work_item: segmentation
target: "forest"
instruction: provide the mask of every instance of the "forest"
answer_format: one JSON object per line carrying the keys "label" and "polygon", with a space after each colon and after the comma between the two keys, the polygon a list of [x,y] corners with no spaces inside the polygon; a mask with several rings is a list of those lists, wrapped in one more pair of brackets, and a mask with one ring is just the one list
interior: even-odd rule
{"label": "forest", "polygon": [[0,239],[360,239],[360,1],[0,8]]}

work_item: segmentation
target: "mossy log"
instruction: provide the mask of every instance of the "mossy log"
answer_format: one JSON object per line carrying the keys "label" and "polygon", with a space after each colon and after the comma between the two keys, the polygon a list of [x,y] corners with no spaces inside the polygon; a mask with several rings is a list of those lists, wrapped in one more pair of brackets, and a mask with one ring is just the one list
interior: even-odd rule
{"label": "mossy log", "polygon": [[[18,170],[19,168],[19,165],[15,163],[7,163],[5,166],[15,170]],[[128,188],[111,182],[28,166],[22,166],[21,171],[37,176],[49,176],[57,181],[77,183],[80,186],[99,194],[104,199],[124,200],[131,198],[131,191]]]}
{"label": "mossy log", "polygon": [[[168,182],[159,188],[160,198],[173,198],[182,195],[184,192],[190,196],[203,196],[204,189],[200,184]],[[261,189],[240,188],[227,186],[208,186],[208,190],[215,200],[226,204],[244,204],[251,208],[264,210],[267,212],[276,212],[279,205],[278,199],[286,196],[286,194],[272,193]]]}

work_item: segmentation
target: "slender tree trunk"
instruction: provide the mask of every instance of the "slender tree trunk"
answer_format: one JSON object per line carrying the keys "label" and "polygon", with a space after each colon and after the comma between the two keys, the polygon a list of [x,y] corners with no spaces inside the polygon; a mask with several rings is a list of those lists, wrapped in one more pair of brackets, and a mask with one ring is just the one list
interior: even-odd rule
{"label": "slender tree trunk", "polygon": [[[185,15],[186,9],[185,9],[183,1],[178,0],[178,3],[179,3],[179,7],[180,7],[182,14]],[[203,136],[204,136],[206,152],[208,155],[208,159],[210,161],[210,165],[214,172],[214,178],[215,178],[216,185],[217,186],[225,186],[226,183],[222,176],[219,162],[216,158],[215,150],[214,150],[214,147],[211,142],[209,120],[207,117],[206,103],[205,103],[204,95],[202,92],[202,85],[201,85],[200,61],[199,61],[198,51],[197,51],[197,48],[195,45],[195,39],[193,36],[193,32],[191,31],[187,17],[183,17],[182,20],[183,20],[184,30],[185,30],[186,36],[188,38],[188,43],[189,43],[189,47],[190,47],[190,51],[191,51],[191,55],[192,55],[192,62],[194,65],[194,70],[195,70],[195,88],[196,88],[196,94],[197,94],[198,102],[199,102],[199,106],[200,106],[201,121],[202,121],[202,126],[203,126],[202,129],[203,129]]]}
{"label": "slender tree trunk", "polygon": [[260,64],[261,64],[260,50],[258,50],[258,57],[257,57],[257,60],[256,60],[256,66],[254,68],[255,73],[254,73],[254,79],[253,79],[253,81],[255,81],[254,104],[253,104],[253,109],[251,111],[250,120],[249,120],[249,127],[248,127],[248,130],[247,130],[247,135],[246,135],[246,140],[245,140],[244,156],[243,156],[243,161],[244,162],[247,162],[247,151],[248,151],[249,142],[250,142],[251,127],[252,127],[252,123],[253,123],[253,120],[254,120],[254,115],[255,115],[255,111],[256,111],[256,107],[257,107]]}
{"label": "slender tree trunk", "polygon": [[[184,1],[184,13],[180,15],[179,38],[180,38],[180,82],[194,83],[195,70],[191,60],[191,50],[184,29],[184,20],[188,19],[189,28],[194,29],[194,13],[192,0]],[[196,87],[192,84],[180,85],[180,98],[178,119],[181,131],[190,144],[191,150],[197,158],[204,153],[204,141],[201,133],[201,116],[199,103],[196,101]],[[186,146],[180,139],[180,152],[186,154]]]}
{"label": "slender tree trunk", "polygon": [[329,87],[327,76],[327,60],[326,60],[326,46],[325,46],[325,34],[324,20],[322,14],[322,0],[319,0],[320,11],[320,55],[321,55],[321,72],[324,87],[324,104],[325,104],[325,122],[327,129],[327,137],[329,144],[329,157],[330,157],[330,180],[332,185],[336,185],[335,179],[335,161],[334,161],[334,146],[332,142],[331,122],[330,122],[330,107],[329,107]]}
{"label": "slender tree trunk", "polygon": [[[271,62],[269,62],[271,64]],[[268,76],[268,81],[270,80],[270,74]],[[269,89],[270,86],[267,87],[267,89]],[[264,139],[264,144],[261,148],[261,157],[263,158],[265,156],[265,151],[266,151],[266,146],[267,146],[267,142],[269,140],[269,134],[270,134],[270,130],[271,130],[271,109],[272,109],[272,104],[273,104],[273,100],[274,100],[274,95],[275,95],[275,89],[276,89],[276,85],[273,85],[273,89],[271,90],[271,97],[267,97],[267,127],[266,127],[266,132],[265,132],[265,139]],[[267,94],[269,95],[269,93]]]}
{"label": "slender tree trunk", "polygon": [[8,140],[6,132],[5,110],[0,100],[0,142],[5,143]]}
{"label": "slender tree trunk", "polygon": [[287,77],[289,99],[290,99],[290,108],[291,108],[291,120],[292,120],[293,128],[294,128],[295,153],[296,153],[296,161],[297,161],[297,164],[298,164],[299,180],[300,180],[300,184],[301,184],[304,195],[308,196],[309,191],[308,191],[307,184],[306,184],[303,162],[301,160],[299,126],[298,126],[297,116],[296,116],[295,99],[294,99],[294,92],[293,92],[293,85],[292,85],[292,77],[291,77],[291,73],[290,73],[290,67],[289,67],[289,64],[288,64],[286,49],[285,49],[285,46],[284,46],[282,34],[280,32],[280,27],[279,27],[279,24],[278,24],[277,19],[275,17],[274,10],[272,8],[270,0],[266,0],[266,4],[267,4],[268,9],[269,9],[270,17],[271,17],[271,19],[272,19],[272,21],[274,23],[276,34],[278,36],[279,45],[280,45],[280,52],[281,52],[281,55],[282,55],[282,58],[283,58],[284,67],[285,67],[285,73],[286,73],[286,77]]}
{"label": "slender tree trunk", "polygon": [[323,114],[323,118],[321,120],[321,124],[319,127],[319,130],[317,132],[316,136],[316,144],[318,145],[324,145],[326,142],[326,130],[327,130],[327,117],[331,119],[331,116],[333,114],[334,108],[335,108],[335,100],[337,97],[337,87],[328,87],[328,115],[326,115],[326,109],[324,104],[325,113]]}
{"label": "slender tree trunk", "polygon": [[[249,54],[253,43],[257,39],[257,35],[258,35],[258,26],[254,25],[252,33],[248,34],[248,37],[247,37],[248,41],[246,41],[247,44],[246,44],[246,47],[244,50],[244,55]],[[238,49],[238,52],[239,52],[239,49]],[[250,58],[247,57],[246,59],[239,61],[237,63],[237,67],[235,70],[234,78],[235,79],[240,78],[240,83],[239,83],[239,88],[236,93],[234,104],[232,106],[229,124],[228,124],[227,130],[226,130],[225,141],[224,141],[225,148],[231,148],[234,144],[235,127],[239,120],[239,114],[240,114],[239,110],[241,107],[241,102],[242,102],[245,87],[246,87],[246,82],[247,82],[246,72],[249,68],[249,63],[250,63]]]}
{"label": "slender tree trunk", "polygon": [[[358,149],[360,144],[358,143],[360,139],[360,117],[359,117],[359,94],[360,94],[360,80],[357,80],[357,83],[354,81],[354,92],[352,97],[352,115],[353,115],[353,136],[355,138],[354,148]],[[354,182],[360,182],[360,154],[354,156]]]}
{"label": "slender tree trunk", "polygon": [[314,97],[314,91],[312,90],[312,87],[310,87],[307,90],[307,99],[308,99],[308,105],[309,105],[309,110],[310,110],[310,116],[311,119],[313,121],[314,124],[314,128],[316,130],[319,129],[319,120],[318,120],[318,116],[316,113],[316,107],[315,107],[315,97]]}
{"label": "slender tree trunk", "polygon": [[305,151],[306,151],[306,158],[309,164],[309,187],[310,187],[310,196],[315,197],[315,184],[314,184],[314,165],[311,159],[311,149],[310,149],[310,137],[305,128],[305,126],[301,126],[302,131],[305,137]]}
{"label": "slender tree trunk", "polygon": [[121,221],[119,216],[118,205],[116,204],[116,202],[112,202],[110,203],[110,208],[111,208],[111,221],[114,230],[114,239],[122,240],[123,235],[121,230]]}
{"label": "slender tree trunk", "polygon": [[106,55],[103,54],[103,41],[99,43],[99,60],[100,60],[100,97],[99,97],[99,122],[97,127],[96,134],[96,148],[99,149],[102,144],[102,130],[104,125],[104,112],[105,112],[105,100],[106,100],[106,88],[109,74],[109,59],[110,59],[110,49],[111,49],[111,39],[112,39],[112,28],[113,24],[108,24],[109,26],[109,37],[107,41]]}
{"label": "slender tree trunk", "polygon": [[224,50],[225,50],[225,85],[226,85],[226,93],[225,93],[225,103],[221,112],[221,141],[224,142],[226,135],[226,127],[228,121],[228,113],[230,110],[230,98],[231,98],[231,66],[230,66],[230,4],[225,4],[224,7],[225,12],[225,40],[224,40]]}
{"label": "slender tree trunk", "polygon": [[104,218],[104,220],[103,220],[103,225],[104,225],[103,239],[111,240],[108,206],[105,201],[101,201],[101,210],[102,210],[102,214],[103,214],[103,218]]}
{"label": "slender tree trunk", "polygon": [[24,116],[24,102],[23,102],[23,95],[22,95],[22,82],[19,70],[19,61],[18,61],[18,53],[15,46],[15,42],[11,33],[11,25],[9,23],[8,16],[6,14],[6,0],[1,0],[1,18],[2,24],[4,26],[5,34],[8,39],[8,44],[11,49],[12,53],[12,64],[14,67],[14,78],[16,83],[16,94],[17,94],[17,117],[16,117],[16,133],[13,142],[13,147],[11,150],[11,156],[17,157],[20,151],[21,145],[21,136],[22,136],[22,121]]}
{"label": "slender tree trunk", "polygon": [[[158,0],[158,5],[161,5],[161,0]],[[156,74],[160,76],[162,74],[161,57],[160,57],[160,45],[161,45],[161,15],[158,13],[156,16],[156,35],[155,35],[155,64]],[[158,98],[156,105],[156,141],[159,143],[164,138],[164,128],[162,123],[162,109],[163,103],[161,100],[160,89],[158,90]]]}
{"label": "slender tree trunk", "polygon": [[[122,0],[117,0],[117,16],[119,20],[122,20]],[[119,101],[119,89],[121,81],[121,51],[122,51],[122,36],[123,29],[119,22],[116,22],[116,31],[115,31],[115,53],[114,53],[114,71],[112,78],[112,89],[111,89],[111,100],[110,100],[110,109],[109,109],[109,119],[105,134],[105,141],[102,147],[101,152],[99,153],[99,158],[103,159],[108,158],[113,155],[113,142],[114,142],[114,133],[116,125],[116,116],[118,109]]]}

▸ **The task**
When a line of the records includes "every", that line belongs in the answer.

▸ **Answer to this problem**
instruction: provide the mask of every instance of the "forest"
instruction: provide the mask of every instance of the "mossy log"
instruction: provide the mask of every instance of the "slender tree trunk"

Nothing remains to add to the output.